## Reading text:
Galaxias oliros
- Conservation status: Least Concern (IUCN 3.1)

Scientific classification
- Kingdom: Animalia
- Phylum: Chordata
- Class: Actinopterygii
- Order: Galaxiiformes
- Family: Galaxiidae
- Genus: Galaxias
- Species complex: Mountain galaxias
- Species: G. oliros
- Binomial name: Galaxias oliros Raadik, 2014

= Galaxias oliros =

- Genus: Galaxias
- Species: oliros
- Authority: Raadik, 2014
- Conservation status: LC

Australian fish species

Galaxias oliros, the obscure galaxias, is a galaxiid of the genus Galaxias, a member of the mountain galaxias species complex group of freshwater fish, found in Australia.

==Description==
Similar to other members of the species complex with a long tubular body, commonly 75-90 mm to a maximum recorded of 133 mm, moderately deep and laterally compressed behind the pelvic fins. Upper surface evenly arched from the nape to the beginning of the tail fin, the belly follows a similar profile but less pronounced. Caudal peduncle is relatively shallow and strongly laterally compressed. Head medium sized, noticeably wider than deep and slightly to moderately wedge-shaped when viewed from the side. Eyes relatively large and set high on the head. Mouth positioned at the end of the snout, medium sized with a shorter lower jaw.

## Task description:
Retype the Galaxias oliros text word for word.

## Provided records:
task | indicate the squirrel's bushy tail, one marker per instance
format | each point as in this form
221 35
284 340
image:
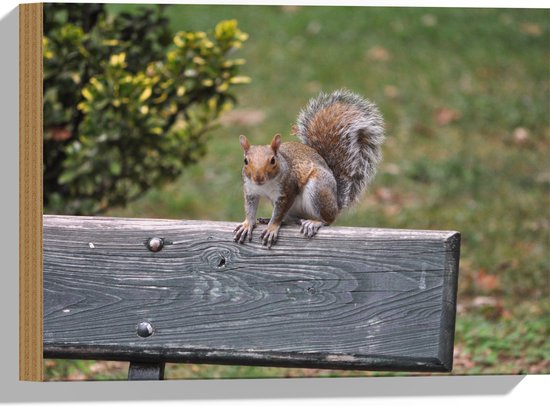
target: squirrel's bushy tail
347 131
--
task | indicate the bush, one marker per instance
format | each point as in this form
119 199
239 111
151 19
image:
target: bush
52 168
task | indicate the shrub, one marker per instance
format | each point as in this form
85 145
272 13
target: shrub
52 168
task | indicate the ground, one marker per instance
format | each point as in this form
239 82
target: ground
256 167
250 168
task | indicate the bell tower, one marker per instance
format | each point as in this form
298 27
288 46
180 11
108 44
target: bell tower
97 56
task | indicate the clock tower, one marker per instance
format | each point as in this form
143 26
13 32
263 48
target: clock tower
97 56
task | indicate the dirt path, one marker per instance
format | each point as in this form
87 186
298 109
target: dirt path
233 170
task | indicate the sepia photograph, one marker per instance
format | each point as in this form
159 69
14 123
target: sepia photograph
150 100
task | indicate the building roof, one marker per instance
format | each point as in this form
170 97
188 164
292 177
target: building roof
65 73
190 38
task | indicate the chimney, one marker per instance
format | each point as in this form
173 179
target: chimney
...
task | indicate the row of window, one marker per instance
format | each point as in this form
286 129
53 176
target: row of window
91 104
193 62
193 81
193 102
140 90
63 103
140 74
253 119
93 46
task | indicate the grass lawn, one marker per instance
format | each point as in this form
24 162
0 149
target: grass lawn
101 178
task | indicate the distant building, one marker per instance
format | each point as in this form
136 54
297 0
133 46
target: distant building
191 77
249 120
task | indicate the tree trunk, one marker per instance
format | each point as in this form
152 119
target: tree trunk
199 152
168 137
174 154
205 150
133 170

## Exercise answer:
Galaxias oliros
- Conservation status: Least Concern (IUCN 3.1)

Scientific classification
- Kingdom: Animalia
- Phylum: Chordata
- Class: Actinopterygii
- Order: Galaxiiformes
- Family: Galaxiidae
- Genus: Galaxias
- Species complex: Mountain galaxias
- Species: G. oliros
- Binomial name: Galaxias oliros Raadik, 2014

= Galaxias oliros =

- Genus: Galaxias
- Species: oliros
- Authority: Raadik, 2014
- Conservation status: LC

Australian fish species

Galaxias oliros, the obscure galaxias, is a galaxiid of the genus Galaxias, a member of the mountain galaxias species complex group of freshwater fish, found in Australia.

==Description==
Similar to other members of the species complex with a long tubular body, commonly 75-90 mm to a maximum recorded of 133 mm, moderately deep and laterally compressed behind the pelvic fins. Upper surface evenly arched from the nape to the beginning of the tail fin, the belly follows a similar profile but less pronounced. Caudal peduncle is relatively shallow and strongly laterally compressed. Head medium sized, noticeably wider than deep and slightly to moderately wedge-shaped when viewed from the side. Eyes relatively large and set high on the head. Mouth positioned at the end of the snout, medium sized with a shorter lower jaw.